| Stated task |
Can you pick up the piece on first discovering green chile in Colorado and New Mexico and continue it from its last sentence?

| Source excerpt |
------------------------------

I’m old enough now that I can admit that I was a virgin when I moved to Colorado. I’d never even seen a green chile (or jalapeno pepper) when I moved to Colorado. Growing up in Massachusetts in the 1960s, the only pepper I saw was black and ground plus some paprika in the goulash, and no Mexican, Thai or Indian food. I didn’t even know those green bells my mother served baked and stuffed were even related.  

When I first arrived in Boulder, I’d ask for “mild” green or red sauce when we ate these exotic things called burritos and it was still too hot.

But eventually, and thankfully, my tolerance for heat increased.

It was confusing, too, because “chile” was the word for the pepper pod as well as a sauce poured over my burrito and could also be spelled “chili” and include beef and beans and be served in a little bowl and topped with cheese.

It was during a spur-of-the-moment fall road trip to New Mexico that I finally, really understood the magic of green chile.

At the foot of a little trailer parked next to the very old, very beautiful shrine at Chimayo, I ordered quesadillas. The cook took soft, fresh tortillas and layered in white cheese and peeled roasted chile pods and set it on a griddle.

The result of that meal was a religious experience. The quesadillas were one of the best things I had ever tasted to that point in my life—even though my entire mouth was in flames.

------------------------------

| Data section |
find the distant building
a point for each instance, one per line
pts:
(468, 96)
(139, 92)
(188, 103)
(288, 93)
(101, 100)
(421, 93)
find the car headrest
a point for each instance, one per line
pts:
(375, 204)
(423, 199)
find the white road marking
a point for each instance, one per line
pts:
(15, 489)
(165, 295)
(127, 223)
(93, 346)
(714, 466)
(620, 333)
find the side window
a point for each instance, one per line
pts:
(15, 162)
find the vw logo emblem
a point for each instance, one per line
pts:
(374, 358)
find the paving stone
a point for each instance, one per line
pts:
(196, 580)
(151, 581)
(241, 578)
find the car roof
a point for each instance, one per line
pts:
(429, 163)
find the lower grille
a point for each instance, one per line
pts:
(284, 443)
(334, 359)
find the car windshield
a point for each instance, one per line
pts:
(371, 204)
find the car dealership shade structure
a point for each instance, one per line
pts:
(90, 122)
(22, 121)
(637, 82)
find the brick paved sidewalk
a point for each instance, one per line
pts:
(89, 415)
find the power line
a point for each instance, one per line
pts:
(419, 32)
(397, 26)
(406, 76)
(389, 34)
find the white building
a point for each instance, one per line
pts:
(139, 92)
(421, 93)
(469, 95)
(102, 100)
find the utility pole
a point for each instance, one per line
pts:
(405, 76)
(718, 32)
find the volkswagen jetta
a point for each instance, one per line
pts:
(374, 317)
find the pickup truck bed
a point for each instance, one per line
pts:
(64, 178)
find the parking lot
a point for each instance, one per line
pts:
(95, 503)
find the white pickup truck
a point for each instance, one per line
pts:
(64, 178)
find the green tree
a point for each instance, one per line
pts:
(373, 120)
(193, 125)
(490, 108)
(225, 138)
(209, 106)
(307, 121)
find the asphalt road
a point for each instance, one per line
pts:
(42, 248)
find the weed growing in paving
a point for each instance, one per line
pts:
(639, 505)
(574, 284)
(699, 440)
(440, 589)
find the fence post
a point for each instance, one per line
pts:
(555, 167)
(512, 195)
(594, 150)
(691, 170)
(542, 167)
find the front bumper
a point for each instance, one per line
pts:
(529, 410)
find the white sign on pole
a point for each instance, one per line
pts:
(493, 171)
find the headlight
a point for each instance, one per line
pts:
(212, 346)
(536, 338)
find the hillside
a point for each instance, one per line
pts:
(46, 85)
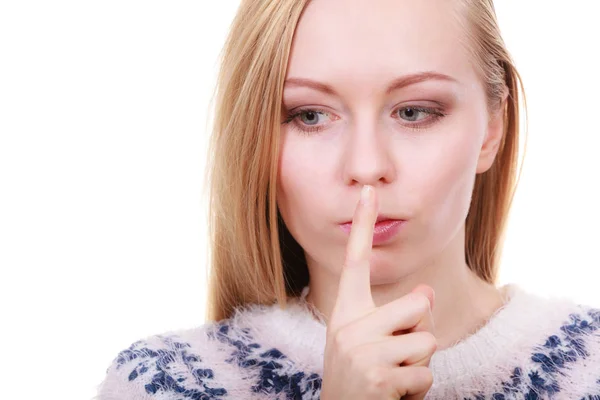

------------------------------

| Answer to the problem |
Everywhere I went I was entranced by the smoky perfume emanating from the roadside green chile-roasting stands that line the roads.

I bought a bushel of “mild” and watched as the green pods were dumped into metal mesh barrel that was rotated over a blowtorch until charred.

And then I walked away with a warm plastic bag that I tucked in the car for the long drive back to Colorado the next day. The aroma infused into the seats and stayed there for a week.

At home a friend explained to me the green chile ritual. First, I put on heavy rubber gloves, and I was very careful about rubbing my eyes or elsewhere.

One pod at a time, I peeled off the blackened skin and stripped out the inner ribs and seeds. These chile filets were then frozen on cookie sheets and bagged for a winter’s worth of stews, beef dishes, pork loin stuffing, quiche and sauces.

Pinon pine forest, otherworldly clay red cliffs and the intense sun in a too blue sky are essential ingredients to life in Colorado and I smile…and sweat a bit…when I eat green chile stew with warm tortillas and a cold beer.

Now, green chiles smell like home.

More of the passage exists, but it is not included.